* begin Stored records *

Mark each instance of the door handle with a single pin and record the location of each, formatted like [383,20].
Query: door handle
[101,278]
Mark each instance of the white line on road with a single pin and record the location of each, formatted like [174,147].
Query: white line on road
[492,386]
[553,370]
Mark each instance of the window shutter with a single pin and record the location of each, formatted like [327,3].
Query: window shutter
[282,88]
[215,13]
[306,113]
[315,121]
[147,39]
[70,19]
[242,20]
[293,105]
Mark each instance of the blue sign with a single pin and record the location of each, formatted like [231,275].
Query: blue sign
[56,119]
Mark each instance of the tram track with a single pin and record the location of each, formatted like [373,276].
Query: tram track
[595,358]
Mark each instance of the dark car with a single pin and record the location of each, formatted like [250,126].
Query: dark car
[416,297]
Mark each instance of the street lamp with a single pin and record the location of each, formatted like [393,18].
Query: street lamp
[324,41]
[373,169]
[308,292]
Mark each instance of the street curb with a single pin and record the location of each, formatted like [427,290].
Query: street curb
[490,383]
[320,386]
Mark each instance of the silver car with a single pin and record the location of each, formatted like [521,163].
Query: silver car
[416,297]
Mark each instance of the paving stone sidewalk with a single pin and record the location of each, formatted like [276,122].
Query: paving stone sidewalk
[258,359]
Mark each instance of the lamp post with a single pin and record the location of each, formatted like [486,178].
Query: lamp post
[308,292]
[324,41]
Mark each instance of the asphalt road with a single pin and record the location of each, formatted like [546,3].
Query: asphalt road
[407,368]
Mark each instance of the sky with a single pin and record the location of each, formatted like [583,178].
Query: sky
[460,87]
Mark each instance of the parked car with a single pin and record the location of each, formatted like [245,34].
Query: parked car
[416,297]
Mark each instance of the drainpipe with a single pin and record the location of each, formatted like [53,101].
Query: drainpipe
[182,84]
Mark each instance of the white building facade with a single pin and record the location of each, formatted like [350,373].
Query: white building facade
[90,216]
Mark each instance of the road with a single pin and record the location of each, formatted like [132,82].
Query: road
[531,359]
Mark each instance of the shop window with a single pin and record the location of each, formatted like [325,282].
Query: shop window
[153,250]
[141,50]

* end Stored records *

Reproduce all of the entries above, every line unchanged.

Full answer:
Mark each instance of the door handle with a single pin and record the location of each, formatted like [383,20].
Query: door handle
[101,278]
Mark each instance of the white line on road with a single pin and record the location of each, formatted like [174,147].
Query: white line on road
[492,386]
[553,370]
Mark each instance of the window shutter with a single pin and record the location of each, formatted like [327,3].
Query: window shutter
[282,88]
[215,13]
[306,113]
[315,121]
[147,39]
[70,19]
[242,20]
[293,105]
Mark each instance of the blue sign with a single pin and record the location of each, formatted like [231,275].
Query: blue sign
[56,119]
Mark each instance of the tram track with a single pin and record the location of each, formatted like [373,276].
Query: tram track
[595,358]
Mark each instance of the dark car with a single pin and record the location of each, formatted like [250,126].
Query: dark car
[416,297]
Mark each instance of the street lamp with a single pin and record the location of each, formatted like [393,18].
Query: street lamp
[324,41]
[373,169]
[308,292]
Mark each instance of the street curb with a single pin and record the location of each, formatted like [427,290].
Query: street curb
[490,383]
[320,386]
Mark each instance of the silver car with a single pin and record the location of each, formatted like [521,163].
Query: silver car
[416,297]
Mark each instance of the paving stone sidewalk with a single pin and record the location of each, formatted like [276,122].
Query: paving stone sidewalk
[258,359]
Mark each instance of the lamp post with a single pin and record the location of each, formatted like [486,178].
Query: lamp post
[308,292]
[324,41]
Mark each instance of the asphalt road with a single pin and record the location of each, formatted like [546,3].
Query: asphalt road
[407,368]
Mark each instance of the sky with a single pin and record the location of each, formatted like [583,178].
Query: sky
[460,87]
Mark each instance of the parked car with a single pin and record the location of each, formatted like [245,34].
Query: parked car
[416,297]
Mark each instance of the drainpipe with a single pin and record the location of each, formatted like [53,101].
Query: drainpipe
[182,84]
Mark each instance of the white building facade with a single pin and record the location of each, formatted like [350,373].
Query: white building facade
[90,216]
Mark each instance of the road with a single pin and record the location of each, formatted like [132,82].
Query: road
[531,359]
Mark each instance of the shop window with a single pin and record the location of each, formatted like [325,282].
Query: shop window
[153,250]
[141,50]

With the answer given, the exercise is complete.